Output every line of the material exactly, omitting images.

== Record extracts ==

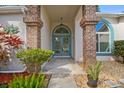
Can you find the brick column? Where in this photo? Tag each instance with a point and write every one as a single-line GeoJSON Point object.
{"type": "Point", "coordinates": [33, 26]}
{"type": "Point", "coordinates": [88, 23]}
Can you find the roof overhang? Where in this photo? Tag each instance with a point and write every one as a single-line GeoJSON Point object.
{"type": "Point", "coordinates": [116, 15]}
{"type": "Point", "coordinates": [11, 9]}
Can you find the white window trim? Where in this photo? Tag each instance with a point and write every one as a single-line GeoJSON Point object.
{"type": "Point", "coordinates": [109, 41]}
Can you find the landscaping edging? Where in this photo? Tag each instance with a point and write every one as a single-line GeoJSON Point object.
{"type": "Point", "coordinates": [6, 78]}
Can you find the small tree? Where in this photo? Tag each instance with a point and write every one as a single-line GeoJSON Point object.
{"type": "Point", "coordinates": [119, 49]}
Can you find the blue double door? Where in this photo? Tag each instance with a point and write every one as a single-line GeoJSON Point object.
{"type": "Point", "coordinates": [62, 45]}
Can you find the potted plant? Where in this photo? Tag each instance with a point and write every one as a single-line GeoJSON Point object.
{"type": "Point", "coordinates": [93, 74]}
{"type": "Point", "coordinates": [33, 58]}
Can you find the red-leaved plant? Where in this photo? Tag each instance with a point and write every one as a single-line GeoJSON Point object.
{"type": "Point", "coordinates": [7, 43]}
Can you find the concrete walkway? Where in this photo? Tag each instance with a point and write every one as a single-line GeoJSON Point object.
{"type": "Point", "coordinates": [62, 71]}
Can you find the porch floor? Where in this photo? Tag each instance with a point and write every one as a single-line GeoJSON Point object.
{"type": "Point", "coordinates": [62, 66]}
{"type": "Point", "coordinates": [62, 71]}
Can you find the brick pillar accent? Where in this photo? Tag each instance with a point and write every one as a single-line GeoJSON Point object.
{"type": "Point", "coordinates": [88, 23]}
{"type": "Point", "coordinates": [33, 26]}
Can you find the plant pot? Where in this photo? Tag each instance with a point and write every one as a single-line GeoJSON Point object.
{"type": "Point", "coordinates": [92, 83]}
{"type": "Point", "coordinates": [90, 78]}
{"type": "Point", "coordinates": [33, 67]}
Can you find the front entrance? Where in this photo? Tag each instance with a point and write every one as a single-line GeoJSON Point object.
{"type": "Point", "coordinates": [62, 41]}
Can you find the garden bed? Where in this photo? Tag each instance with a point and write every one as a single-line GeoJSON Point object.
{"type": "Point", "coordinates": [6, 78]}
{"type": "Point", "coordinates": [110, 71]}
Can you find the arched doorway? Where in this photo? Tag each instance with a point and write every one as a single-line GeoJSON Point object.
{"type": "Point", "coordinates": [61, 41]}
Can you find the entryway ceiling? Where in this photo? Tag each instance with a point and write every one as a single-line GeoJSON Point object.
{"type": "Point", "coordinates": [55, 12]}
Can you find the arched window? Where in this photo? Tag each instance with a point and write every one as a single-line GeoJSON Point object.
{"type": "Point", "coordinates": [104, 37]}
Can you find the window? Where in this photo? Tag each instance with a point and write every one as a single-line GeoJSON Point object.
{"type": "Point", "coordinates": [103, 38]}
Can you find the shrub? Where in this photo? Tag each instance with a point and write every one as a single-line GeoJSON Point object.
{"type": "Point", "coordinates": [94, 71]}
{"type": "Point", "coordinates": [34, 55]}
{"type": "Point", "coordinates": [119, 49]}
{"type": "Point", "coordinates": [11, 29]}
{"type": "Point", "coordinates": [31, 81]}
{"type": "Point", "coordinates": [33, 58]}
{"type": "Point", "coordinates": [8, 42]}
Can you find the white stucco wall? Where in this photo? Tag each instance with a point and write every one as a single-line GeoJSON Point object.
{"type": "Point", "coordinates": [45, 30]}
{"type": "Point", "coordinates": [16, 20]}
{"type": "Point", "coordinates": [78, 37]}
{"type": "Point", "coordinates": [118, 29]}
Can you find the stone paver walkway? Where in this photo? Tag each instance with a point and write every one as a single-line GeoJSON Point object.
{"type": "Point", "coordinates": [62, 71]}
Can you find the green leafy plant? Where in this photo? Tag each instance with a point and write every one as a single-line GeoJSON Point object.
{"type": "Point", "coordinates": [3, 85]}
{"type": "Point", "coordinates": [33, 58]}
{"type": "Point", "coordinates": [31, 81]}
{"type": "Point", "coordinates": [11, 29]}
{"type": "Point", "coordinates": [119, 49]}
{"type": "Point", "coordinates": [94, 71]}
{"type": "Point", "coordinates": [34, 55]}
{"type": "Point", "coordinates": [8, 42]}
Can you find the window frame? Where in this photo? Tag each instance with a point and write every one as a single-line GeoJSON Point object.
{"type": "Point", "coordinates": [110, 41]}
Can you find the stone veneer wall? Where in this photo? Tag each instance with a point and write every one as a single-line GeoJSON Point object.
{"type": "Point", "coordinates": [88, 23]}
{"type": "Point", "coordinates": [33, 26]}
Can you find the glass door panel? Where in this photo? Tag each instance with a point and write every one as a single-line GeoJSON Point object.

===

▶ _Correct output_:
Can you find the brick column? Where in this photo? Tag each instance with a point and write every one as a single-line GeoJSON Point object.
{"type": "Point", "coordinates": [33, 26]}
{"type": "Point", "coordinates": [88, 23]}
Can you find the roof overhang? Where in this photo? Tag each instance with a point and write every one as a single-line GeoJSON Point object.
{"type": "Point", "coordinates": [116, 15]}
{"type": "Point", "coordinates": [11, 9]}
Can you find the white window trim? Where in this photo? Tag each instance with a point and write every one as a single-line GeoJSON Point object.
{"type": "Point", "coordinates": [109, 41]}
Can you find the landscaping edging? Where in this photo? Tag each instance with a point and write every one as a single-line GeoJSON Point object.
{"type": "Point", "coordinates": [6, 78]}
Can you find the small tree? Where in this photo? Tag each instance with a point and write every one as a single-line GeoJSON Point object.
{"type": "Point", "coordinates": [119, 49]}
Can you find the blue double door? Where in this photo? Tag each instance with a point and write every one as a single-line GeoJSON Point object.
{"type": "Point", "coordinates": [62, 45]}
Can you find the potted plant? Where in this photo? Tag each instance with a point and write every one as a single-line GeoJSON Point object.
{"type": "Point", "coordinates": [93, 74]}
{"type": "Point", "coordinates": [33, 58]}
Can you find the red-leaved plant? Where in this photo? Tag each instance with a point and write every one as a single-line GeoJSON Point object.
{"type": "Point", "coordinates": [7, 43]}
Can you find the concrete walkway? Where in this photo? Tag each instance with a point and write every one as a single-line GeoJSON Point object.
{"type": "Point", "coordinates": [62, 71]}
Can you find the porch floor? Where in this photo? Tag each instance with a point and write every one as a single-line GeoJSON Point object.
{"type": "Point", "coordinates": [62, 66]}
{"type": "Point", "coordinates": [62, 71]}
Can you find the brick pillar accent? Where in this photo? Tag each instance with a point and write every one as a single-line GeoJSON Point object.
{"type": "Point", "coordinates": [88, 23]}
{"type": "Point", "coordinates": [33, 26]}
Can you find the plant pot? Where in this photo? Tag each instance with a point and write every one as a single-line GeoJSON Point object.
{"type": "Point", "coordinates": [92, 83]}
{"type": "Point", "coordinates": [90, 78]}
{"type": "Point", "coordinates": [33, 67]}
Can you find the front entrance? Where in this photo? Tag each instance with a point and write every one as a single-line GeoJSON Point object.
{"type": "Point", "coordinates": [62, 41]}
Can you find the garden bed? Where in this photo? Tag each instance with a point and write every one as a single-line GeoJSON Point object.
{"type": "Point", "coordinates": [6, 78]}
{"type": "Point", "coordinates": [110, 71]}
Can you find the arched doorway? Where in this photo? Tag each instance with a point and write every one as a single-line GeoJSON Point object.
{"type": "Point", "coordinates": [61, 41]}
Can you find the entryway ceiling? Where in this photo? Tag each instance with a point and write every one as a single-line GeoJSON Point object.
{"type": "Point", "coordinates": [55, 12]}
Can you find the arched window? Where in this photo? Tag each instance with a point and write every one as a single-line GeoJSON Point object.
{"type": "Point", "coordinates": [104, 37]}
Can you find the window? Where in this photo? Tag each instance with a point and write every one as a single-line GeoJSON Point object.
{"type": "Point", "coordinates": [103, 38]}
Can you find the shrub? Where in this photo? Tag each instance with a point and write every one as a single-line GeoJSON Point object.
{"type": "Point", "coordinates": [94, 71]}
{"type": "Point", "coordinates": [34, 55]}
{"type": "Point", "coordinates": [119, 49]}
{"type": "Point", "coordinates": [11, 29]}
{"type": "Point", "coordinates": [31, 81]}
{"type": "Point", "coordinates": [33, 58]}
{"type": "Point", "coordinates": [8, 42]}
Can you find the white stucco wall? Where in this photo? Tag each instance with a point and write every one as a single-line GeoJSON Point object.
{"type": "Point", "coordinates": [45, 30]}
{"type": "Point", "coordinates": [16, 20]}
{"type": "Point", "coordinates": [78, 37]}
{"type": "Point", "coordinates": [118, 29]}
Can you find the stone paver walkway? Where in this photo? Tag each instance with a point and write every one as a single-line GeoJSON Point object.
{"type": "Point", "coordinates": [62, 71]}
Can you find the green leafy plant? Where in this photo? Tag each instance with a point and write every one as a single-line GeoJSON Point object.
{"type": "Point", "coordinates": [3, 85]}
{"type": "Point", "coordinates": [33, 58]}
{"type": "Point", "coordinates": [31, 81]}
{"type": "Point", "coordinates": [11, 29]}
{"type": "Point", "coordinates": [119, 49]}
{"type": "Point", "coordinates": [94, 71]}
{"type": "Point", "coordinates": [34, 55]}
{"type": "Point", "coordinates": [8, 42]}
Can you find the window frame? Where in this photo? Tag each instance with a point and write every one as a single-line GeoJSON Point object.
{"type": "Point", "coordinates": [110, 41]}
Can you find the stone veneer wall? Where in this photo? Tag each instance with a point and write every one as a single-line GeoJSON Point object.
{"type": "Point", "coordinates": [88, 23]}
{"type": "Point", "coordinates": [33, 26]}
Can you find the glass door panel? Where in this photo? Tag each instance with a point and write every one as a single-line GeoJSON Point object.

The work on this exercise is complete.